Source excerpt:

Building talent and capability: attracting and retaining top talent to support the Company's growth; and

Maintaining margin: identifying opportunities to reduce inefficiency to improve.

People

It is a pleasure to welcome Isabelle Maddock who joins as Chief Financial Officer and Board Director after a 9- year tenure as CFO with James Cropper PLC.  It is also a pleasure to welcome Stephen Easton to the team as (non-Board) Chief Operating Officer, Stephen has joined after a 16-year tenure with SGL Carbon. Both these senior appointments strengthen an already dynamic team focused on delivering the manufacturing expansion and financial transformation of the Company.

To support talent programmes, we work with key universities and local colleges to secure a number of individuals on apprenticeships and graduate programmes. These programmes help us to attract and retain top talent, develop future leaders, reduce training costs, improve productivity, and boost morale.  Since the start of the year, we have taken in three apprentices and have also secured nine graduates primarily in IT, Engineering, Manufacturing Technology, Human Resources, Finance and Sales roles. Approximately 26% of the current workforce are graduates.

We continue to be an employer of choice in the area offering well paid employment opportunities and excellent prospects within a growing and inclusive environment.

Environment

Brake dust is a major source of air pollution, and it is becoming an increasingly talked-about problem. There are more vehicles on the road than ever before, and newer models tend to have more powerful and bigger brakes. Our carbon ceramic brake discs significantly reduce brake pad wear and hence brake pad dust emissions compared to traditional brake discs. They are also lighter, last longer, do not corrode and cope better with high accelerating, heavy vehicles, making them well-suited for electric vehicles (EVs) that require brakes which are used less frequently, but need higher energy braking performance, weight reduction and lower brake pad dust emissions. Our research team is collaborating with innovative automotive suppliers to develop new brake disc technologies that can further reduce brake dust emissions and improve the performance of EV's.

Reducing manufacturing energy and carbon footprint is a top priority for the Company. All capital investments made this year and for future furnaces and power plants are continually assessed based on their potential to reduce energy and carbon costs.

Outlook

The steady growth in production seen throughout 2023 is expected to continue. Whilst H1-2023 has been operationally challenging the Company has delivered considerable strategic progress. We have engineered a solution to our technical problems and brought in additional furnace capacity designed to our know-how. Productivity efficiencies and capacity improvements are expected to continue through 2023, a target break-even in the second half of the year, with profitability in Q4.

We have continued to invest to reach, initially £50m sales capacity in 2024 and £75m sales capacity in the following year. Of greatest importance our customers have understood our issues, including immersing themselves in our capacity plans, and remain committed to awarding the Company further business. We are appreciative of shareholders support through this learning curve.

What the task asks: Continue the company report excerpt on carbon ceramic brake discs from the point where it stops. The items that come after the company report excerpt have no connection to it.

Point annotation dataset records:
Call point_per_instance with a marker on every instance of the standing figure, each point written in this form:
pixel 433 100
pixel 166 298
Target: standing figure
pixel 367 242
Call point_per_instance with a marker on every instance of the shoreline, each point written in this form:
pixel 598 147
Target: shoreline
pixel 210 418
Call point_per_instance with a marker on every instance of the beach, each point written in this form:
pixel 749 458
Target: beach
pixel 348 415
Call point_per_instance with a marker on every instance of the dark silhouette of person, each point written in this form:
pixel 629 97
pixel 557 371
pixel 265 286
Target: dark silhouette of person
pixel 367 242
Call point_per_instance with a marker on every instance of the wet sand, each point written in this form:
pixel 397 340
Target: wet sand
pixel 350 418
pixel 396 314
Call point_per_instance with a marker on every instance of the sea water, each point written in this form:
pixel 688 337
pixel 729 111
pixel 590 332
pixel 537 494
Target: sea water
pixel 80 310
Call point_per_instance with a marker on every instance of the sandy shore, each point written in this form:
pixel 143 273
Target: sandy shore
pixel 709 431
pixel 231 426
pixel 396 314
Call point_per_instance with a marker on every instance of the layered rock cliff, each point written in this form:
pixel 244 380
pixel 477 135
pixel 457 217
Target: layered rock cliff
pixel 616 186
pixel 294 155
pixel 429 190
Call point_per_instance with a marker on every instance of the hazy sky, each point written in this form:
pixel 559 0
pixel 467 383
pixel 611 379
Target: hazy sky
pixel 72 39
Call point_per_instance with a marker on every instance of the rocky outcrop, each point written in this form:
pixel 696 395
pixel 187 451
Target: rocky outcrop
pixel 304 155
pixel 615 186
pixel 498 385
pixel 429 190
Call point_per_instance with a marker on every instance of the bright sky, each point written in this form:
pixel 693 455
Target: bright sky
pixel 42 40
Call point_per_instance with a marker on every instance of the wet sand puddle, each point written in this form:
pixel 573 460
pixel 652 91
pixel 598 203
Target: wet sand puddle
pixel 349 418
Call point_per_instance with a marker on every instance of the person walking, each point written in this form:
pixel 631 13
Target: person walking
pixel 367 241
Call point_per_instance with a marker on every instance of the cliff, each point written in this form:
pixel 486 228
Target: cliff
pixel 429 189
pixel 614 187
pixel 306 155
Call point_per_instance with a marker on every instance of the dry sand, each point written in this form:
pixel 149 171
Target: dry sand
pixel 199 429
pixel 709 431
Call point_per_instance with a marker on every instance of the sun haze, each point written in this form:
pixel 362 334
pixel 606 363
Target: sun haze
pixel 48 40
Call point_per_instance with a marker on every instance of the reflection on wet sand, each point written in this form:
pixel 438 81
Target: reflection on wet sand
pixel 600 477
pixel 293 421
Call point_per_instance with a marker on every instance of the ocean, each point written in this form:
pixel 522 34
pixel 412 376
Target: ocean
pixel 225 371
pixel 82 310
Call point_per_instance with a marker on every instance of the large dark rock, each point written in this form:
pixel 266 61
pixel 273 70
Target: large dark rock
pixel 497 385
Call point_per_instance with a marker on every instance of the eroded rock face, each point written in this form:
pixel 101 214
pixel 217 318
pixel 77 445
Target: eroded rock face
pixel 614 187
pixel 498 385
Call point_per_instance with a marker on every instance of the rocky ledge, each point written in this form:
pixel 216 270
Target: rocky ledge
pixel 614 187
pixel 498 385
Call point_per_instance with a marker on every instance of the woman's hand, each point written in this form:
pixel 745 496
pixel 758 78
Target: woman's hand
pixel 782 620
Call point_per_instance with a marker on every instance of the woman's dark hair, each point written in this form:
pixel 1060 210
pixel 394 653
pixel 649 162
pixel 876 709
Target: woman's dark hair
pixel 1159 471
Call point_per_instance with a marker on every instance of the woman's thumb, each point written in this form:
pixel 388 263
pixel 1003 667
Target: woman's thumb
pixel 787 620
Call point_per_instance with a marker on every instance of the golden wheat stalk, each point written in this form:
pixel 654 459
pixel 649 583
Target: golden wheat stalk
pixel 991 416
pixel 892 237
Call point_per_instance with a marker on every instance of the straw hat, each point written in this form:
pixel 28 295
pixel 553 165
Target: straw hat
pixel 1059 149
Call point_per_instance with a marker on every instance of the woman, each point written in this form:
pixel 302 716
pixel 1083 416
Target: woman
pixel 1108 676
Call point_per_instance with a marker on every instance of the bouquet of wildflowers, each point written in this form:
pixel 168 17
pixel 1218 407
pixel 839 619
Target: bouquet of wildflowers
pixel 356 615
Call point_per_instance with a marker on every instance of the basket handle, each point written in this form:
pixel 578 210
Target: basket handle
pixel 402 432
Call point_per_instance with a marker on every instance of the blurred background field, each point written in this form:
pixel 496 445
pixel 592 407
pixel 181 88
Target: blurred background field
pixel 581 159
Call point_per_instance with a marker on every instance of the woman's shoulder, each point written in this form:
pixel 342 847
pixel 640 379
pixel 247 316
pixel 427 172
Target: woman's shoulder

Answer to the task:
For enquiries, please contact:

Surface Transforms plc

+44 151 356 2141

David Bundred, Chairman


Kevin Johnson CEO




Zeus (Nominated Adviser and Joint Broker)

+44 203 829 5000

David Foreman / Dan Bate / James Edis (Investment Banking)


Dominic King (Corporate Broking)




Cavendish Capital Markets (Joint Broker)

+44 20 7220 0500

Ed Frisby / Abigail Kelly (Corporate Finance)


Andrew Burdis / Barney Hayward (ECM)


 

About Surface Transforms

Surface Transforms plc. (AIM:SCE) develops and produces carbonceramic material automotive brake discs. The Company is the UK's only manufacturer of carbonceramic brake discs, and only one of two mainstream carbon ceramic brake disc companies in the world, serving customers that include major OEMs in the global automotive markets.

The Company utilises its proprietary next generation Carbon Ceramic Technology to create lightweight brake discs for highperformance road and track applications for both internal combustion engine cars and electric vehicles. While competitor carbonceramic brake discs use discontinuous chopped carbon fibre, Surface Transforms interweaves continuous carbon fibre to form a 3D matrix, producing a stronger and more durable product with improved heat conductivity compared to competitor products; this reduces the brake system operating temperature, resulting in lighter and longer life components with superior brake performance. These benefits are in addition to the benefits of all carbonceramic brake discs vs. iron brake discs: weight savings of up to 70%, longer product life, consistent performance, reduced brake pad dust and corrosion free.

The Company holds the London Stock Exchange's Green Economy Mark.

For additional information please visit www.surfacetransforms.com

 

Statement of total comprehensive income

 

 

 

For the 6 months ended 30 June 2023

 

 

 Six months ended

 Six months ended

 Year ended

 

30-Jun-23

30-Jun-22

31-Dec-22

 

Unaudited

Unaudited

Audited

 

£'000

£'000

£'000

Revenue

3,282

2,857

5,121

Cost of Sales

(1,323)

(1,143)

(2,039)

Gross Profit

1,958

1,714

3,082





Other Income

7

24

36





Administrative Expenses:




Before research and development costs

(2,475)

(1,626)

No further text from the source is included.